**Required task**
Only the lines starting at the one that contains "long-sleeve shirt in the photo above." and running to the end should be repeated, exactly as written.

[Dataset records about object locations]
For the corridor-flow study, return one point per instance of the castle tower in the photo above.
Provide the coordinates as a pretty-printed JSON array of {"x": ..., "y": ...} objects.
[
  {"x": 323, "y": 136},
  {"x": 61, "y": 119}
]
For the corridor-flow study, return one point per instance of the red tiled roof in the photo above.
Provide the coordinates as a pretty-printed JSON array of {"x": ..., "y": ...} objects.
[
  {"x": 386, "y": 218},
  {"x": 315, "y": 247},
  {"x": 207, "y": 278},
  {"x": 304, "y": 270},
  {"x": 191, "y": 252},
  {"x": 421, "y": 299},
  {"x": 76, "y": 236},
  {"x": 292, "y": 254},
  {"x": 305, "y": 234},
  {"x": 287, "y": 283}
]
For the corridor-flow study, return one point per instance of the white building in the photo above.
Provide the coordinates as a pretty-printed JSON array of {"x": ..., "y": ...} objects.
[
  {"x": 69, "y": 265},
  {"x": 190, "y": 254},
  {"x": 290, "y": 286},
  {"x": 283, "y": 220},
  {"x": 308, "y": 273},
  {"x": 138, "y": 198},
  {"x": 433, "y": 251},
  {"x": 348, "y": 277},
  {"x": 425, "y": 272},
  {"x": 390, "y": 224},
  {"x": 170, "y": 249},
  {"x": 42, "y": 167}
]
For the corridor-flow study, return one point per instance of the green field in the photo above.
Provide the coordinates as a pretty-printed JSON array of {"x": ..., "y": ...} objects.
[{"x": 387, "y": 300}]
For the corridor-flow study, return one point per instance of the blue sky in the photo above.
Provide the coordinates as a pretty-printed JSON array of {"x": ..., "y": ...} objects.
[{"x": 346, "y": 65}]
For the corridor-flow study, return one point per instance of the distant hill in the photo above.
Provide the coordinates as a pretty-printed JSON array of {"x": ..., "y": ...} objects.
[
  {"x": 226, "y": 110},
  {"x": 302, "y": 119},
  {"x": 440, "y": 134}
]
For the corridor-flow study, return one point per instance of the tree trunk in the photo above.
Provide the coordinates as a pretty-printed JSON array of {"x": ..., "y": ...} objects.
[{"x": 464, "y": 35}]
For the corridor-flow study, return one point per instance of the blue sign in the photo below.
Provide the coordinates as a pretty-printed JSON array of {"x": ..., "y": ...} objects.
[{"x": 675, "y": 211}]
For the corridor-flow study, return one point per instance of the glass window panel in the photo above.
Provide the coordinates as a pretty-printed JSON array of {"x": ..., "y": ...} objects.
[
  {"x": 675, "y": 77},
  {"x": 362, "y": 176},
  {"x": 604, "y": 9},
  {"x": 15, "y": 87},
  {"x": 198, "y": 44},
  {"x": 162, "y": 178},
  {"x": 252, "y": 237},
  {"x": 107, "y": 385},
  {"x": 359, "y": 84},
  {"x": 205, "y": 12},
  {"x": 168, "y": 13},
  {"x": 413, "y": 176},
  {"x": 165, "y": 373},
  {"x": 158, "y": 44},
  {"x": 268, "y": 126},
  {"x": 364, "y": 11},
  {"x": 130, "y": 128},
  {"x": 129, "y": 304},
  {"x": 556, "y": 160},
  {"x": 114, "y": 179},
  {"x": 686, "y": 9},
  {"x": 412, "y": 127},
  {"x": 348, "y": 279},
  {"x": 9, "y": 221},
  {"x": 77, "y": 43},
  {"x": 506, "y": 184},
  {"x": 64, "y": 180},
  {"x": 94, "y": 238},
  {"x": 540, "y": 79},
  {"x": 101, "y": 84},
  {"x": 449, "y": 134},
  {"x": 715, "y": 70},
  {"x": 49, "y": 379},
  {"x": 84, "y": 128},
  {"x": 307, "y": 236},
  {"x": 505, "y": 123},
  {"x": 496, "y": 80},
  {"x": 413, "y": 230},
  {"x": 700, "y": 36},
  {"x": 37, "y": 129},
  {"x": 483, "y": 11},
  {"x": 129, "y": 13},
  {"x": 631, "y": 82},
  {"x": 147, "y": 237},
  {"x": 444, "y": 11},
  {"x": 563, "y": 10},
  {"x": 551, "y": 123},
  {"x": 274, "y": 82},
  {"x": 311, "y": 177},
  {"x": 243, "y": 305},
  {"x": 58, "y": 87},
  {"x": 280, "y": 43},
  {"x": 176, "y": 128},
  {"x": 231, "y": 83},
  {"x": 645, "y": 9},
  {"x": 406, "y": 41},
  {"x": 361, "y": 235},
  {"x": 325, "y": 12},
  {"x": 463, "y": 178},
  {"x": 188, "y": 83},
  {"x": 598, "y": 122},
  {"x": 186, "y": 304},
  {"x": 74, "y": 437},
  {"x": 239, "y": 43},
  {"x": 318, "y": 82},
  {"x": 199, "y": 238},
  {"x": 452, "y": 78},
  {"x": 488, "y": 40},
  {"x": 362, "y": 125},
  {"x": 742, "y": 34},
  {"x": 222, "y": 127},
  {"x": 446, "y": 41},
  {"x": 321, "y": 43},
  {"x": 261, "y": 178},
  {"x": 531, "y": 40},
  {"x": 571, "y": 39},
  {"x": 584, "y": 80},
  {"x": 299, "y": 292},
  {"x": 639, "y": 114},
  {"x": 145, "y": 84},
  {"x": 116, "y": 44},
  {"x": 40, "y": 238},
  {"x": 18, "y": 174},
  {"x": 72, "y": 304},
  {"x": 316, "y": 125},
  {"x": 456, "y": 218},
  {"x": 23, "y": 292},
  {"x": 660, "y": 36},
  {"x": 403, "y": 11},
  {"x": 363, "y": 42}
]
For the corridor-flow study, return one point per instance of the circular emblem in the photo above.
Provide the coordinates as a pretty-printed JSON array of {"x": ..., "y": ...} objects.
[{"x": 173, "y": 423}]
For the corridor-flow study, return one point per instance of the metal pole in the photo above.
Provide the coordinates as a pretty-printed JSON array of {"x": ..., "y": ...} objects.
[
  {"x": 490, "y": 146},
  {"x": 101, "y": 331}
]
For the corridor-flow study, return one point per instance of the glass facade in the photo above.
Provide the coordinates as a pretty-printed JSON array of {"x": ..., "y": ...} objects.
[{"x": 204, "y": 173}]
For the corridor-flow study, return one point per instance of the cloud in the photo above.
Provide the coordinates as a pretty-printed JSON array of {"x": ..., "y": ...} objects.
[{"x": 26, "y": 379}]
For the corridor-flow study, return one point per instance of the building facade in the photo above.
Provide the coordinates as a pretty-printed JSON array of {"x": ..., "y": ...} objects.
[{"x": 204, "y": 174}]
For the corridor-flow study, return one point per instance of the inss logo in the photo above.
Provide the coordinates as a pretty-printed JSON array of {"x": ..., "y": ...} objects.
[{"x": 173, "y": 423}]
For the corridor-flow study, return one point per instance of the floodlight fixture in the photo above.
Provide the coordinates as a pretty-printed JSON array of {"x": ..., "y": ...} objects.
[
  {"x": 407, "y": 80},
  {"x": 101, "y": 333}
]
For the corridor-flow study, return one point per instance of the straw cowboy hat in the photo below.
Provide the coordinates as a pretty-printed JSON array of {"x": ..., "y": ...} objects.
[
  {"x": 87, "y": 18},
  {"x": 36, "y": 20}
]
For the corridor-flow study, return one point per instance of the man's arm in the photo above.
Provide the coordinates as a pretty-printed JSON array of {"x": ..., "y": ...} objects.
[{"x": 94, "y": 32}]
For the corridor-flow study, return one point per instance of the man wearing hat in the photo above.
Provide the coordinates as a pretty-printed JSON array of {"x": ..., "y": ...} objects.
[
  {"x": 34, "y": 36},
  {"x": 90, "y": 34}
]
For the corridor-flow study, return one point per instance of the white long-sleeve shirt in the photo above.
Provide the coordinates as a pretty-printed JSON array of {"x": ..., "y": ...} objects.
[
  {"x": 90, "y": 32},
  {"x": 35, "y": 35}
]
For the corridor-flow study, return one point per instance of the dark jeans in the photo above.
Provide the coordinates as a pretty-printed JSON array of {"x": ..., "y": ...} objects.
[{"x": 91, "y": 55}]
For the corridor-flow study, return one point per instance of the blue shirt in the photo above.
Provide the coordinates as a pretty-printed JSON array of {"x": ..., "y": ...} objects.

**In response**
For the corridor-flow study, return one point per instance of the white long-sleeve shirt in the photo above.
Provide the coordinates as a pretty-printed JSON array of {"x": ..., "y": ...} objects.
[
  {"x": 90, "y": 32},
  {"x": 35, "y": 35}
]
For the corridor-flow study, return one point per instance of the dark jeans in the photo above.
Provide the coordinates as a pretty-printed JSON array of {"x": ..., "y": ...} objects.
[{"x": 91, "y": 55}]
For the corridor-flow study, return one point per instance of the blue shirt in the photo above.
Provide the coordinates as a pretty-printed JSON array of {"x": ..., "y": ...} objects.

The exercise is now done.